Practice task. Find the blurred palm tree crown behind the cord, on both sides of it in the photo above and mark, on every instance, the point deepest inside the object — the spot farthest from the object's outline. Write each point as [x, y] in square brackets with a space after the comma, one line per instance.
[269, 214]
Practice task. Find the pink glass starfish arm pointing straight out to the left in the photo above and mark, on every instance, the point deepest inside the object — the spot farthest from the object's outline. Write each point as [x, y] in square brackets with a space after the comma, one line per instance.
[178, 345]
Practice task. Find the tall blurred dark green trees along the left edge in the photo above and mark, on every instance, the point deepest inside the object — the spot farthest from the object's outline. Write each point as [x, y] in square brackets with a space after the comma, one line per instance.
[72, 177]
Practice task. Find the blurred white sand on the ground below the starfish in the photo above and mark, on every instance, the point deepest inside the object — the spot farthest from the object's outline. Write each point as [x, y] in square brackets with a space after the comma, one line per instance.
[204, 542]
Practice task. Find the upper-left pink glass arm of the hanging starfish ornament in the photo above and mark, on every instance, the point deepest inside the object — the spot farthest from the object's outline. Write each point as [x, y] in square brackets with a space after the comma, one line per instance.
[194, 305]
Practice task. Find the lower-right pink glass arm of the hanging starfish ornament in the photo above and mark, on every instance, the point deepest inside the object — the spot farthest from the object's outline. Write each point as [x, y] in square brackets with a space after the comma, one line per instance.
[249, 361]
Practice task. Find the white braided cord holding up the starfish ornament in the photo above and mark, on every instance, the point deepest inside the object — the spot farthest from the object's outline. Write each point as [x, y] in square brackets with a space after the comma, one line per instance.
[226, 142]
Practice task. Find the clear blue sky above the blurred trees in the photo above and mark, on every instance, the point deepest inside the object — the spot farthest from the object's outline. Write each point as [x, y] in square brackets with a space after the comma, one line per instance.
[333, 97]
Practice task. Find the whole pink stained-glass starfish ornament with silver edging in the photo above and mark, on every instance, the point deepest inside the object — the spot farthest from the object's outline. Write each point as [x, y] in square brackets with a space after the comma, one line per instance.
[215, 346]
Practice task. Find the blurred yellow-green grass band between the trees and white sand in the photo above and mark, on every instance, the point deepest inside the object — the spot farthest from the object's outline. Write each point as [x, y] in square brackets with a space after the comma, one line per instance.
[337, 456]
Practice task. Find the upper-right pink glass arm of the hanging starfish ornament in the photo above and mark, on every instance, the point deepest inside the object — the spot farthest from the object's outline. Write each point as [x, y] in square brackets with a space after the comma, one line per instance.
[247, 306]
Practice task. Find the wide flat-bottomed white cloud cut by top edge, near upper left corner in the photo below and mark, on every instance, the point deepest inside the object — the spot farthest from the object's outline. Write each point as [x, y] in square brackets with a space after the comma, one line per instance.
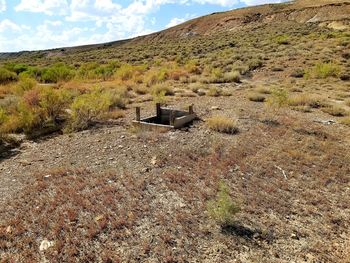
[48, 7]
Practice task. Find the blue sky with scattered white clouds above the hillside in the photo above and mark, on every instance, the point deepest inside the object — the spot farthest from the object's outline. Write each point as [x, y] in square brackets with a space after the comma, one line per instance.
[44, 24]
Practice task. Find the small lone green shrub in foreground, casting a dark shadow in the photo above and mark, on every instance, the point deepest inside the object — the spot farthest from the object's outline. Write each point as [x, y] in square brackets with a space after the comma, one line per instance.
[223, 209]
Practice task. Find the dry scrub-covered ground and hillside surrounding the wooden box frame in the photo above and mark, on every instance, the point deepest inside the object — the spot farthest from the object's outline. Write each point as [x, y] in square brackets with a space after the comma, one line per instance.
[263, 174]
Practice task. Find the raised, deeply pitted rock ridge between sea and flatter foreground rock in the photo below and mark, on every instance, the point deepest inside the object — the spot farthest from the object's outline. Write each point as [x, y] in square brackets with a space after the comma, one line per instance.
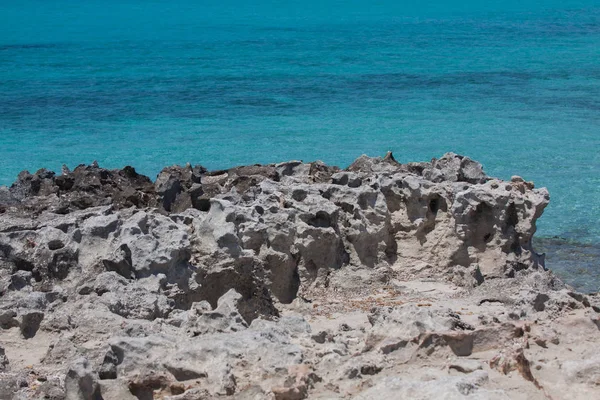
[271, 231]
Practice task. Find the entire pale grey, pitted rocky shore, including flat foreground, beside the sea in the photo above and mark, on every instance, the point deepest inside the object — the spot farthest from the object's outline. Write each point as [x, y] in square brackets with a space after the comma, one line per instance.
[286, 281]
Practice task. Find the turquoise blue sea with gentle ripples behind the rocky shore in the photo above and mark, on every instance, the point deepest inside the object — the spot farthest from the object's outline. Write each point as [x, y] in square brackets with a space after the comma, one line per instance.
[512, 84]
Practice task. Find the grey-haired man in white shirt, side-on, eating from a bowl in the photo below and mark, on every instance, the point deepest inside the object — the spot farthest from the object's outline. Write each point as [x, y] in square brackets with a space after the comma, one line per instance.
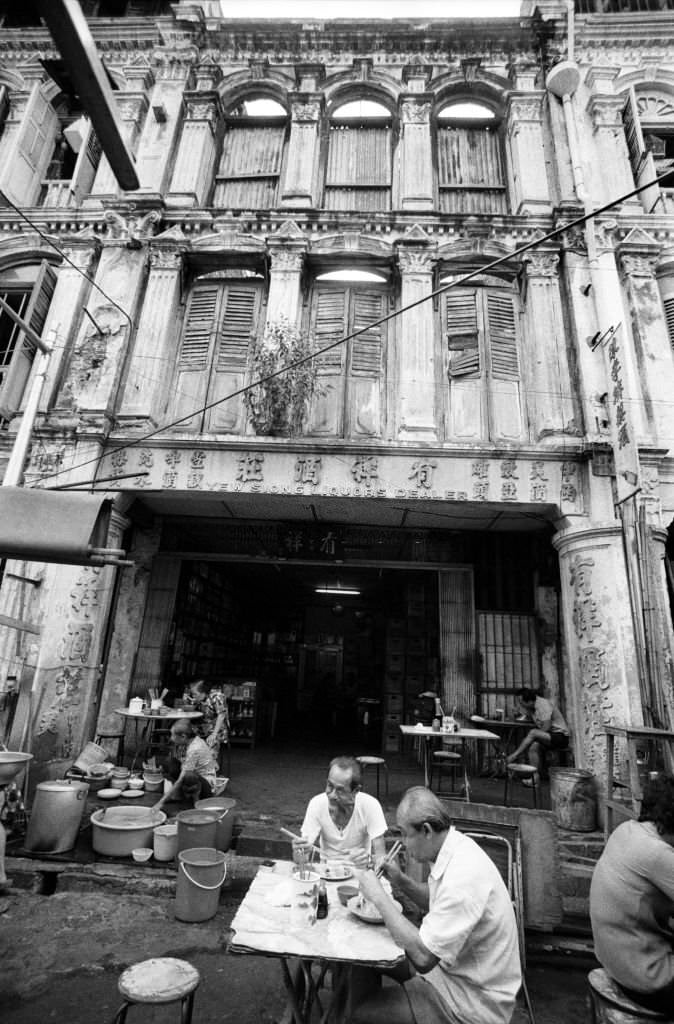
[464, 960]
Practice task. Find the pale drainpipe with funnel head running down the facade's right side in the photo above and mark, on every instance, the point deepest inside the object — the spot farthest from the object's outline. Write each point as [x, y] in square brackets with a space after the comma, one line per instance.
[563, 81]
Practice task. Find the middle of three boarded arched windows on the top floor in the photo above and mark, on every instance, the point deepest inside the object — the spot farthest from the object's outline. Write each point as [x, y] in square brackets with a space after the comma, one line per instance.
[360, 158]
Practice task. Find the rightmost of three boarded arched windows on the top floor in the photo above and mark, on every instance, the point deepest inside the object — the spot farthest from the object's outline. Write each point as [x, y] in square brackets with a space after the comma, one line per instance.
[471, 165]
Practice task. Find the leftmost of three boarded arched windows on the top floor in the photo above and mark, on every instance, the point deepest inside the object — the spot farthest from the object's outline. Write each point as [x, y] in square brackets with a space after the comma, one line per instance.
[254, 147]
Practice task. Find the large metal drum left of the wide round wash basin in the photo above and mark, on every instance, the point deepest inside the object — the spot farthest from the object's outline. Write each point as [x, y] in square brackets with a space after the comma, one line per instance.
[56, 817]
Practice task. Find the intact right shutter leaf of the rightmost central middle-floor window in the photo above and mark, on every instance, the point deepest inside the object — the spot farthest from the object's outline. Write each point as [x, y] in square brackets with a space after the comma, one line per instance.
[505, 415]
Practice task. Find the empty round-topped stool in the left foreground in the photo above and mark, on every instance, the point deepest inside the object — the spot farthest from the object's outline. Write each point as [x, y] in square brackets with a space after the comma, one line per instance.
[162, 979]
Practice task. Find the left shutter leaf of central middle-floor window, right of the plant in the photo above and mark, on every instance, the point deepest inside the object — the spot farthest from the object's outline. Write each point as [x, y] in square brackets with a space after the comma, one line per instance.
[329, 324]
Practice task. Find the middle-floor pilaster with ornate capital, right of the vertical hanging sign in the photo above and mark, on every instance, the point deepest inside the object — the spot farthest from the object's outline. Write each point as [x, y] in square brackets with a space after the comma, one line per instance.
[652, 343]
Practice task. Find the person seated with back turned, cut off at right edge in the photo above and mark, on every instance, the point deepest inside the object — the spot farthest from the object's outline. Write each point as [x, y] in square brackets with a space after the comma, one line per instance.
[633, 902]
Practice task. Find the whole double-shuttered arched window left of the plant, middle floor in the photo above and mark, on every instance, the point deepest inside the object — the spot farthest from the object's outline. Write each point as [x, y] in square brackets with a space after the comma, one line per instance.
[222, 319]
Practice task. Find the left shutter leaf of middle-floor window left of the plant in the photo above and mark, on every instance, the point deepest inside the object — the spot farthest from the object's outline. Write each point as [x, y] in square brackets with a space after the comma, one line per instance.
[197, 354]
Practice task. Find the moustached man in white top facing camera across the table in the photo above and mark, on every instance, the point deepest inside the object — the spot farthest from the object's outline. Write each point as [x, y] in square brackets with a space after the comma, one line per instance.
[349, 824]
■ ■ ■ ■
» EXERCISE INSTRUCTIONS
Copy out the entries verbatim, but skip every picture.

» EXERCISE RESULT
Practice task. Find the blurred palm tree crown behind the cord, on both sides of it in the photo above and mark, on every instance, the point deepest inside the object — the spot farthest from the object's outline. Write each point as [x, y] in square brackets with a space after the comma, one line per instance.
[269, 214]
Practice task. Find the pink glass starfish arm pointing straight out to the left in the photo above and mark, on every instance, the point deepest inside the object — the spot farthest from the object's outline. Write each point as [x, y] in square brackets with a space after the comma, one line per instance.
[178, 345]
Practice task. Find the tall blurred dark green trees along the left edge in the photo above and mark, on every instance, the point deepest inside the object — the spot farthest from the object's outline. Write each point as [x, y] in square brackets with a space after the comma, one line per instance.
[72, 177]
Practice task. Find the blurred white sand on the ground below the starfish in the photo above and mark, on every instance, the point deepest inside the object — the spot farthest from the object's outline. Write each point as [x, y] in square brackets with a space after the comma, one line per instance.
[204, 542]
Practice task. Find the upper-left pink glass arm of the hanging starfish ornament in the photo above and mark, on every instance, the point deepest inside the object — the spot farthest from the object's outline. Write each point as [x, y] in square brackets with a space after the comma, one line per instance.
[194, 305]
Practice task. Find the lower-right pink glass arm of the hanging starfish ornament in the photo above and mark, on every instance, the point deepest inside the object — the spot farthest from the object's outline. Write each point as [x, y] in square brackets with a space after the comma, one line per instance.
[249, 361]
Practice task. Find the white braided cord holding up the starfish ornament in the photo above and mark, on every instance, the point deepest inside the object — the spot farthest from the object's outline. Write each point as [x, y] in square brackets with a space after the comma, one line per instance.
[226, 142]
Practice task. Find the clear blue sky above the blurred trees in the photo above and mark, on every instance, the point deepest inside the object — the spot farthest from the object's outline. Write each point as [x, y] in square brackets with a space after the comma, one line per instance.
[333, 97]
Practice task. Find the whole pink stained-glass starfish ornament with silver edging in the photo above and mark, on every instance, the point deepest inside the object — the spot farthest from the object's outline. Write each point as [x, y] in square brackets with a space after the comma, one line per instance.
[215, 346]
Practice task. Find the blurred yellow-green grass band between the trees and white sand in the photo above and mark, on every instance, the point deepest inside the object — the spot farthest from the object's outline. Write each point as [x, y] in square brackets with a space after the comma, one line per instance.
[337, 456]
Practice task. Find the upper-right pink glass arm of the hanging starfish ornament in the photo above and mark, on every instance, the point deepest inside the object — the spot farthest from the object's outline. Write each point as [x, y] in square brackets with a space after the comma, one line per instance.
[247, 306]
Practice task. Find the wide flat-bottomed white cloud cut by top edge, near upper left corner in the photo below and mark, on every instance, the point deepest inside the object — the spot farthest from the object's outline. Write each point as [x, y] in square brackets with a space after the comma, one line per instance.
[48, 7]
Practice task. Find the blue sky with scattered white clouds above the hillside in the photo above and mark, on every instance, the point deepest inside the object — the spot farthest from the object's outline. Write each point as [x, y] in square brackets with a space after the comma, one line per instance.
[44, 24]
Practice task. Find the small lone green shrub in foreground, casting a dark shadow in the photo above and mark, on every instance, the point deepest inside the object — the spot farthest from the object's outline. Write each point as [x, y] in square brackets with a space after the comma, one line per instance.
[223, 209]
Practice task. Find the dry scrub-covered ground and hillside surrounding the wooden box frame in the photo above and mark, on every instance, the point deepest inside the object — the spot farthest from the object's outline. Write each point as [x, y] in square brackets with a space after the comma, one line per instance.
[263, 174]
Practice task. Find the raised, deeply pitted rock ridge between sea and flatter foreground rock in the photo below and mark, on every instance, the point deepest inside the object — the spot farthest from the object's outline. Write each point as [x, y] in square brackets with a space after the comma, one line per instance.
[271, 231]
Practice task. Find the entire pale grey, pitted rocky shore, including flat foreground, beside the sea in the photo above and mark, on every instance, the point deepest inside the object — the spot farthest from the object's outline. Write each point as [x, y] in square brackets with a space after the comma, one line per instance.
[286, 281]
Practice task. Find the turquoise blue sea with gentle ripples behind the rocky shore in the photo above and mark, on every instance, the point deepest inside the object — the spot farthest from the object's outline. Write each point as [x, y] in square brackets with a space after the comma, one line per instance.
[512, 84]
Practice task. Find the grey-haired man in white shirt, side-on, eating from a bowl in the photo below and mark, on every instance, the point deepest inside the object — the spot farthest from the object's outline. Write each point as [x, y] in square brackets with a space after the comma, one line per instance.
[464, 960]
Practice task. Find the pale drainpipe with funnel head running down the facade's right side in the photo above and mark, on every instance, the point deepest inside the object — the spot farthest from the object's outline. Write each point as [x, y] in square brackets with a space after the comma, one line per instance.
[563, 81]
Practice task. Find the middle of three boarded arched windows on the top floor in the photo above and mark, on every instance, the point deepest inside the object — the spot farthest from the object's outline. Write each point as [x, y] in square brackets with a space after the comma, one line per instance.
[360, 158]
Practice task. Find the rightmost of three boarded arched windows on the top floor in the photo above and mark, on every instance, the point deepest inside the object — the spot farthest from the object's outline. Write each point as [x, y] in square brackets with a space after the comma, one line per instance.
[471, 165]
Practice task. Find the leftmost of three boarded arched windows on the top floor in the photo above and mark, on every instance, the point deepest inside the object — the spot farthest from the object's outline. Write each point as [x, y] in square brackets with a space after the comma, one line per instance.
[254, 147]
Practice task. Find the large metal drum left of the wide round wash basin in the photo above and mark, on every instance, the point deepest inside the object — the spot farthest from the object's outline. Write each point as [x, y] in square brackets with a space after the comma, one line per instance.
[56, 817]
Practice task. Find the intact right shutter leaf of the rightmost central middle-floor window in the photo above and mark, on every instance, the point deepest inside the object — the spot farthest from the object's outline. Write each point as [x, y] in square brackets with a space after the comma, one line per instance.
[505, 415]
Practice task. Find the empty round-topped stool in the left foreground in the photo above and mark, on every instance, the point deepest inside the object — the spot farthest from the object's outline. Write each point as [x, y] in square brackets with a space after the comma, one line per instance.
[162, 979]
Practice task. Find the left shutter leaf of central middle-floor window, right of the plant in the photo above and mark, on every instance, the point deepest inside the object — the spot farthest from the object's outline. Write each point as [x, y] in square brackets with a space after the comma, one line per instance.
[329, 324]
Practice task. Find the middle-floor pilaster with ornate capital, right of the vertical hanging sign in the photo above and mark, on every instance, the point deepest inside the object — the spot farthest from the object's outline. Write each point as [x, y] in square brackets with a space after the comma, one line per instance.
[652, 343]
Practice task. Find the person seated with back turned, cut off at right edge in the photo above and mark, on every instance, the point deepest inside the object — the spot farthest from the object's outline. Write each point as [x, y] in square brackets with a space after the comma, one line per instance.
[633, 902]
Practice task. Find the whole double-shuttered arched window left of the plant, middle floor in the photo above and mark, on every instance, the point deepest inside the object — the spot farthest from the object's outline. Write each point as [x, y] in square brackets with a space after the comma, one line per instance.
[222, 319]
Practice task. Find the left shutter leaf of middle-floor window left of the plant in the photo above and mark, on every instance, the point deepest inside the object — the spot farthest from the object's outline. Write each point as [x, y] in square brackets with a space after the comma, one line per instance.
[197, 354]
Practice task. Find the moustached man in white top facing camera across the table in the photo above and mark, on every instance, the point deepest inside the object — the spot farthest from the object's outline. Write each point as [x, y] in square brackets with a space after the comma, one line per instance.
[349, 824]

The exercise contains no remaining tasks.